Challenge = Put the stretch of lines below, from the line containing "system, locate gray" through the line containing "[955,606,1000,667]", into a two-column CSV with the columns "query" and "boxes". Give one row for each line of text, paired with the coordinate lines that follow it, with each field quoted and line breaks replaced by spaces.

Provided information =
_ _ _ _

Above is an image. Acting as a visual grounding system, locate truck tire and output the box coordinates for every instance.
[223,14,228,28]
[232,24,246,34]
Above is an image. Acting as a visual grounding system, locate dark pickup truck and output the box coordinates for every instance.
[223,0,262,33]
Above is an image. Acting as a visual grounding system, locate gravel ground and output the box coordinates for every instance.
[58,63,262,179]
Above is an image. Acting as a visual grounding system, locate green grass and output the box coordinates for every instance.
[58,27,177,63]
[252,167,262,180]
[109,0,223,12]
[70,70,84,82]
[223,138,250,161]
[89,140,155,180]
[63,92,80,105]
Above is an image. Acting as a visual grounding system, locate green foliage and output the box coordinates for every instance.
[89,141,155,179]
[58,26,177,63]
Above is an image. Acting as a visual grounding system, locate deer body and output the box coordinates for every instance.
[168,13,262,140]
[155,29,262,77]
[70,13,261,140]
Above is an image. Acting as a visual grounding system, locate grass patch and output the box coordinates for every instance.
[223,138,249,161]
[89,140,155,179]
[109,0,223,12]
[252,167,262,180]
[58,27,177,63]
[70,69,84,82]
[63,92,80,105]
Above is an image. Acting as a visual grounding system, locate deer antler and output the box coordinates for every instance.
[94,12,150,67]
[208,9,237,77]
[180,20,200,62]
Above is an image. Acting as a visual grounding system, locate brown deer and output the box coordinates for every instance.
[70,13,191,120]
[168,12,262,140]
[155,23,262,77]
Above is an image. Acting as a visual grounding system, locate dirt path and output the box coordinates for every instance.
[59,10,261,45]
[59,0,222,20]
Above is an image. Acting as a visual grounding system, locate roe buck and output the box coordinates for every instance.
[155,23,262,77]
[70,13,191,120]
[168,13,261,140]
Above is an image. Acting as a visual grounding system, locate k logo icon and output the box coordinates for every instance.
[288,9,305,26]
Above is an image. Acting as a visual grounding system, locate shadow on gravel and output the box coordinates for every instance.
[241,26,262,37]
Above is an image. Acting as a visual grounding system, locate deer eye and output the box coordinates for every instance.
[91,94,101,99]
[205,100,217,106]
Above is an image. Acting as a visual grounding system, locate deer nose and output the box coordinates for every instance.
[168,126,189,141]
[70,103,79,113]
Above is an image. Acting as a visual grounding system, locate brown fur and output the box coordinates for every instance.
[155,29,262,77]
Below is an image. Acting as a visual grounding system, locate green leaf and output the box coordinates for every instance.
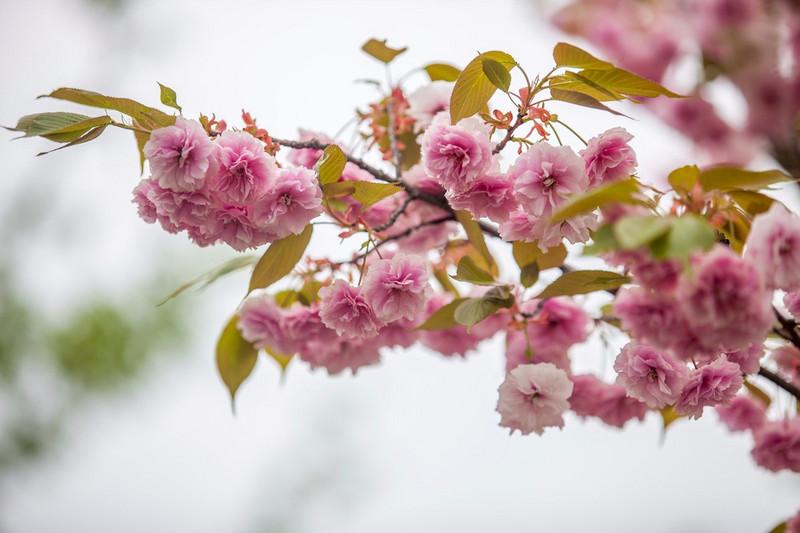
[158,82,183,113]
[417,298,467,331]
[36,126,106,157]
[583,224,620,255]
[314,144,347,185]
[450,50,516,124]
[158,255,256,305]
[247,224,314,294]
[667,165,700,195]
[350,181,403,207]
[39,87,175,129]
[217,315,258,412]
[3,112,92,138]
[614,215,671,250]
[423,63,461,81]
[452,255,494,285]
[553,43,614,69]
[455,211,499,276]
[550,178,639,222]
[550,88,630,118]
[361,39,408,64]
[650,215,717,259]
[481,58,511,93]
[728,191,775,216]
[536,270,630,298]
[578,67,681,98]
[699,166,792,191]
[453,286,514,327]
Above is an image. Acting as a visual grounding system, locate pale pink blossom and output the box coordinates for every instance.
[772,344,800,385]
[614,343,689,409]
[236,294,297,355]
[421,113,492,191]
[298,335,381,375]
[725,344,764,374]
[257,167,322,234]
[319,279,383,339]
[783,291,800,320]
[750,417,800,473]
[287,128,334,168]
[675,355,743,418]
[569,374,647,428]
[211,131,278,204]
[497,363,572,435]
[744,202,800,291]
[419,293,481,356]
[716,394,767,431]
[579,128,636,187]
[407,80,453,131]
[144,117,215,192]
[447,170,517,222]
[362,254,430,323]
[678,245,774,350]
[508,142,589,216]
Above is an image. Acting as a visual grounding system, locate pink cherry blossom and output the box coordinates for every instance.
[211,131,278,204]
[783,291,800,320]
[419,293,481,356]
[287,128,333,168]
[237,294,296,355]
[508,142,589,216]
[569,374,647,428]
[144,117,216,192]
[678,245,774,350]
[319,279,383,339]
[258,167,322,234]
[750,417,800,473]
[298,336,381,375]
[675,356,743,418]
[745,202,800,291]
[362,254,430,323]
[447,170,517,222]
[614,343,689,409]
[579,128,636,187]
[725,344,764,374]
[716,394,767,431]
[407,80,453,131]
[421,113,492,191]
[497,363,572,435]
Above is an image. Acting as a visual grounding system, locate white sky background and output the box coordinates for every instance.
[0,0,800,533]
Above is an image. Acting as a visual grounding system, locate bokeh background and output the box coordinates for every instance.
[0,0,800,533]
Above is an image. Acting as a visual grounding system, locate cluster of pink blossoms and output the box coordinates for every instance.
[134,118,322,250]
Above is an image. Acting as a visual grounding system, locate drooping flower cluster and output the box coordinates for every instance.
[134,118,322,250]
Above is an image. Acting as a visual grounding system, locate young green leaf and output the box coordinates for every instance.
[450,50,517,124]
[314,144,347,185]
[650,215,717,259]
[361,39,408,64]
[158,82,183,113]
[158,255,257,305]
[247,224,314,294]
[423,63,461,81]
[698,166,792,191]
[481,58,511,93]
[453,255,494,285]
[553,43,614,69]
[550,178,639,222]
[614,215,670,250]
[216,315,258,411]
[417,298,467,331]
[536,270,630,298]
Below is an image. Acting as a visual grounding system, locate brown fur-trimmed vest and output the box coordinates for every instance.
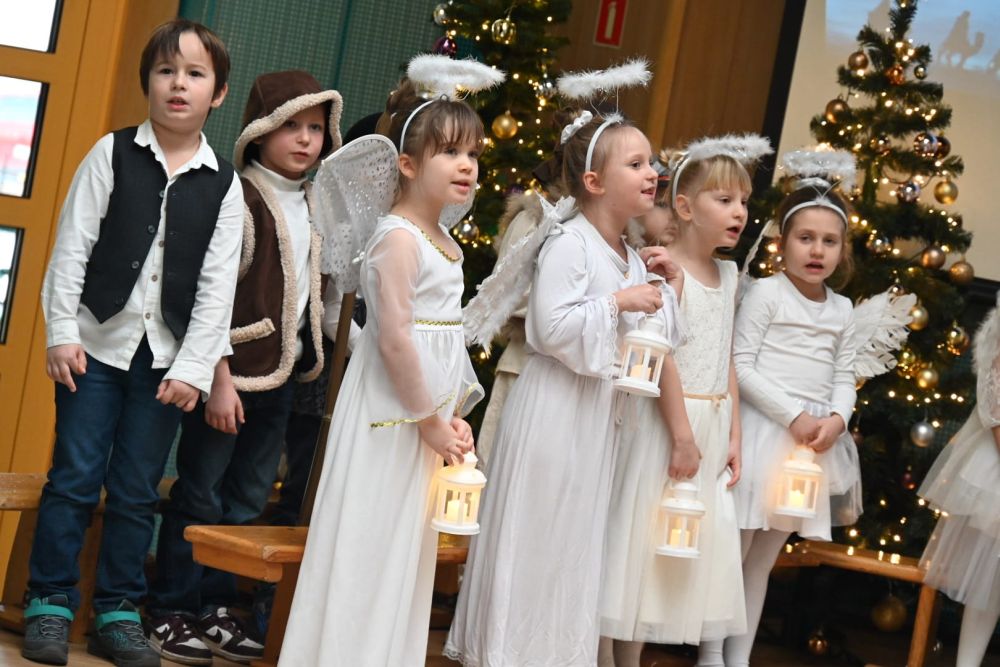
[229,168,323,391]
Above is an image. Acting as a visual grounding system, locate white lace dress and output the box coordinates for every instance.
[279,216,482,667]
[918,300,1000,613]
[445,215,646,667]
[733,273,862,540]
[601,260,746,644]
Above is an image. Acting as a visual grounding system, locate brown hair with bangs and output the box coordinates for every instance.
[139,19,229,98]
[562,116,635,202]
[375,79,486,164]
[774,185,854,290]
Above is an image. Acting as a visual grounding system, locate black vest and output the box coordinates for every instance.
[81,127,233,340]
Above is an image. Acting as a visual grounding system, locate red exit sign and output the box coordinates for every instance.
[594,0,628,48]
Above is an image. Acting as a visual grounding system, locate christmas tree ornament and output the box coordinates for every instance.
[490,110,517,139]
[917,364,939,389]
[910,421,937,449]
[868,134,892,155]
[896,181,920,204]
[806,630,830,655]
[774,445,823,519]
[872,593,906,632]
[945,324,970,357]
[885,65,906,86]
[934,135,951,160]
[934,178,958,205]
[434,35,458,58]
[823,97,851,123]
[913,132,938,158]
[908,303,931,331]
[948,259,976,285]
[847,51,868,71]
[920,245,948,269]
[434,2,448,25]
[490,16,517,45]
[455,220,479,244]
[656,479,705,558]
[431,452,486,535]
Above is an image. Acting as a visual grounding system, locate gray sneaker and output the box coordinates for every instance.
[87,600,160,667]
[21,595,73,665]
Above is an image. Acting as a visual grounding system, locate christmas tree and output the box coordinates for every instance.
[433,0,571,427]
[751,0,975,556]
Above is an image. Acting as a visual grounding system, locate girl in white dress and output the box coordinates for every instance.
[919,294,1000,667]
[279,61,504,667]
[699,157,861,667]
[445,103,684,667]
[601,135,771,667]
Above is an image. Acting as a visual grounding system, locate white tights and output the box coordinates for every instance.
[696,529,791,667]
[955,606,1000,667]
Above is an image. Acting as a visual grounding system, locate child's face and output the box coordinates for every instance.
[257,106,326,179]
[149,32,226,134]
[781,206,844,286]
[677,186,750,248]
[597,127,656,219]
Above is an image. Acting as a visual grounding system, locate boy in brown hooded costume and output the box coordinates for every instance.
[146,71,342,665]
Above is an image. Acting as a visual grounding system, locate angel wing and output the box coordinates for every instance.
[854,291,917,379]
[462,197,576,352]
[313,134,399,293]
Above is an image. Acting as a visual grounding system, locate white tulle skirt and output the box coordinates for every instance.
[734,401,862,541]
[601,398,746,644]
[918,420,1000,610]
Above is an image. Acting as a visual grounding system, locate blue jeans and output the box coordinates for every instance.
[146,382,294,617]
[28,339,182,614]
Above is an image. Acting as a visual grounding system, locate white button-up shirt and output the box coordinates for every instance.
[42,120,244,395]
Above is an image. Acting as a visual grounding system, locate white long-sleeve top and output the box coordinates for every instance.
[733,273,857,426]
[42,120,243,395]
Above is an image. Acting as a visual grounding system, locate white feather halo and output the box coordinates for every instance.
[556,58,652,100]
[780,150,857,192]
[670,132,774,169]
[406,53,507,100]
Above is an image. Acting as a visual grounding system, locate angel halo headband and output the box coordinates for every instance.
[557,58,652,172]
[399,54,507,155]
[670,132,774,207]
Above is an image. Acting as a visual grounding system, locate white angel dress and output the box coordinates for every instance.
[601,260,746,644]
[279,215,482,667]
[444,214,646,667]
[733,272,862,541]
[918,298,1000,613]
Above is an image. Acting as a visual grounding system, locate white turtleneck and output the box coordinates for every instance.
[253,160,311,359]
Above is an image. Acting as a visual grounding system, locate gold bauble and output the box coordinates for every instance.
[948,259,976,285]
[872,593,906,632]
[490,18,517,44]
[806,632,830,655]
[491,111,517,139]
[907,303,931,331]
[934,178,958,204]
[847,51,868,70]
[920,245,948,269]
[917,365,940,389]
[823,97,851,123]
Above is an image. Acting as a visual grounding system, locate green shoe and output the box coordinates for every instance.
[87,600,160,667]
[21,595,73,665]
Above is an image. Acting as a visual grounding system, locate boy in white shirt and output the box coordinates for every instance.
[22,19,243,667]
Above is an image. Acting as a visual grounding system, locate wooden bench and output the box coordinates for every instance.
[0,472,175,643]
[184,526,469,667]
[789,540,941,667]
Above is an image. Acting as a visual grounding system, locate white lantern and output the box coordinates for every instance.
[774,445,823,519]
[656,480,705,558]
[431,452,486,535]
[615,317,671,398]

_ _ _ _

Task answer =
query,boxes
"Above is an image. Acting as a visual grounding system, locate gray sneaker and output the box coordinates for every instance.","[87,600,160,667] [21,595,73,665]"
"Above is an image. Acting as a visual grounding system, locate christmas tree and output the box coordinates for every instance.","[433,0,571,427] [751,0,975,556]"
"Above is an image. Acting as a visual grounding system, locate girl in white dress and output the box coordinates for every instance.","[919,294,1000,667] [279,61,504,667] [699,157,861,667] [445,103,684,667] [601,135,771,667]"
"Above is an image. Acting as a visual grounding system, locate white tights and output the box coordinates for every instance.","[696,529,791,667] [955,606,1000,667]"